Directives ->
(a) From the label assembly passage below, extract the part that opens with the words containing "When the label" and closes with "as described above.", and copy it word for word.
(b) According to the label assembly passage below, what permanently bonds the label 1706 to the article 212?

The tear through the protective layer 1720 can be in locations that correspond to interfaces between the adhesive layer 108 and the protective layer 1720. For example, the protective layer 1720 tears at the outer edges of the locations where the adhesive layer 108 contacts, overlaps, or chemically bonds to the protective layer 1720. Although not shown in FIG. 17, the adhesive layer 108 may extend upward in FIG. 17 on opposite sides of the layers 424, 530 and contact the protective layer 1720 (due to the label assembly 1700 being inverted from the perspective shown in FIG. 17 while the adhesive layer 108 is applied or printed). The outer lateral edges of the contact between the adhesive layer 108 and the protective layer 1720 are where the protective layer 1720 tears into different sections, with the section of the protective layer 1720 that overlaps, overlays, or contacts the adhesive layer 108 being removed from the carrier 1702 while other sections of the protective layer 1720 remain on the carrier layer 1702.

When the label assembly 1700 is heated in combination with pressure using the chemically compatible adhesive layer 108, the chemical-physical interactions 1510 between the protective layer 1720 and the adhesive layer 108 create a complete film encapsulation of the digital design layer 424 and non-digitally printed design layer (e.g., the layer 530). These design layers 424, 530 are completely sealed within and between (e.g., encapsulated) the protective layer 1720 and the adhesive layer 108, as described above.

The chemical-physical interactions 1510 between the adhesive layer 108 and the article 212 permanently bonds the label 1706 to the article 212. When the carrier layer 1702 is pulled from the article 212, these chemical-physical interactions 1510 create a perforation or separation 1708 around the design of indicia created by the layers 424, 530. For example, the chemical-physical interactions 1510 of the adhesive layer 108 to the protective layer 1720 and the chemical-physical interactions 1510 of the adhesive layer 108 to the article 212 causes the label 1706 to separate from the carrier layer 1702 and causes the protective layer 1720 to tear in locations indicated by the perforations 1708. The portions of the protective layer 1720, the digitally printed layer 424, the backup layer 530, and the adhesive layer 108 that are between these locations remain on the article 212 as the label 1706, while the remainder of these layers 1720, 424, 530, 108 and the entire carrier layer 1702 is removed from the article 212 (and the carrier layer 1702 is removed from the label 1706).

While the above description of the label 1706 mentions adhering the label 1706 to an article 212 (such as a PVC surface or a rubber surface of an article 212), other materials may be used. For example, the materials used to form the protective layer 1720 and the adhesive layer 108 can be changed and selected to be chemically dependent on the article 212. This provides for a clean breakaway of the label 1706 from the label assembly 1700.

Entries shown ->
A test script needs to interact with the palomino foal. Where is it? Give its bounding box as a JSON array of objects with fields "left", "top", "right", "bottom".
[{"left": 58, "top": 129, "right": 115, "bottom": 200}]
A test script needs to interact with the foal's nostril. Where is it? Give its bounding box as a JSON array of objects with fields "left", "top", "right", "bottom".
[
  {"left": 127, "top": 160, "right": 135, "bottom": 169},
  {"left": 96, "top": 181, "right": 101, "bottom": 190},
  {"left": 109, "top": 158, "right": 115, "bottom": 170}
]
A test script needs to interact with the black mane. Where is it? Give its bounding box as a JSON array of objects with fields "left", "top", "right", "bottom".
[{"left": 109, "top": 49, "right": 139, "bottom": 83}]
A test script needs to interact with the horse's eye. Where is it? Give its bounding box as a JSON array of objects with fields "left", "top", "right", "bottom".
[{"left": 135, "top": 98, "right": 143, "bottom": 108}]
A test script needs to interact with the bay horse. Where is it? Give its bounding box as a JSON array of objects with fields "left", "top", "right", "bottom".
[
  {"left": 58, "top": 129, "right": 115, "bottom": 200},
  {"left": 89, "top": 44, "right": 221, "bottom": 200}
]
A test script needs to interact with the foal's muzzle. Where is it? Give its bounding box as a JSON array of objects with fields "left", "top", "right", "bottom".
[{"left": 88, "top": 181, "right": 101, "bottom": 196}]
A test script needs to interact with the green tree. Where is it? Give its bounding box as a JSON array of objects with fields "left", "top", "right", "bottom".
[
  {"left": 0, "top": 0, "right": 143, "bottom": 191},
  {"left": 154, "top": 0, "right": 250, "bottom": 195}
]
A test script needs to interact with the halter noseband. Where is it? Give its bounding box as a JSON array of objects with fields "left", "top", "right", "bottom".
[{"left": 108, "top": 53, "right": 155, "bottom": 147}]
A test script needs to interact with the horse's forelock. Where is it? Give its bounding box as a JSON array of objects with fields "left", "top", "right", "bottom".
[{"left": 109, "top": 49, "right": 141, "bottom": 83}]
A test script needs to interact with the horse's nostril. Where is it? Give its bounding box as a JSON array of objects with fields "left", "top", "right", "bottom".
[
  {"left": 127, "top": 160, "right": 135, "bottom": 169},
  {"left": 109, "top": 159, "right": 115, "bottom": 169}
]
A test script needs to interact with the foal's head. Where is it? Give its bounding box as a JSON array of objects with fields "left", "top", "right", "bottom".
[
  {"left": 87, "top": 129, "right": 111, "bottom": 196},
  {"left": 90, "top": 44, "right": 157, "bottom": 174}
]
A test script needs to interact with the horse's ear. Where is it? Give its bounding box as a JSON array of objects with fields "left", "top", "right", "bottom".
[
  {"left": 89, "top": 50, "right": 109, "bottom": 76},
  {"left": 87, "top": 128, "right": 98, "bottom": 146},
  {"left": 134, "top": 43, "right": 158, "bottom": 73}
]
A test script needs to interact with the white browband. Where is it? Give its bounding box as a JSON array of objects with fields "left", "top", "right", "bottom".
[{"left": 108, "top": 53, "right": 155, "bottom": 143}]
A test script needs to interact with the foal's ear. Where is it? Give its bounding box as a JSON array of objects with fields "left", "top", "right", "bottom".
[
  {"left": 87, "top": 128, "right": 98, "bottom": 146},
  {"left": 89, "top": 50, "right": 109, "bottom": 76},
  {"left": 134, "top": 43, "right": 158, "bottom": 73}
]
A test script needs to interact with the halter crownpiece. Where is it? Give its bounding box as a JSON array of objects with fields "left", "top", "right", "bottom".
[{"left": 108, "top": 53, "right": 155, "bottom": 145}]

Per-task answers ->
(a)
When the label assembly 1700 is heated in combination with pressure using the chemically compatible adhesive layer 108, the chemical-physical interactions 1510 between the protective layer 1720 and the adhesive layer 108 create a complete film encapsulation of the digital design layer 424 and non-digitally printed design layer (e.g., the layer 530). These design layers 424, 530 are completely sealed within and between (e.g., encapsulated) the protective layer 1720 and the adhesive layer 108, as described above.

(b) The chemical-physical interactions 1510 between the adhesive layer 108 and the article 212 permanently bond the label 1706 to the article 212.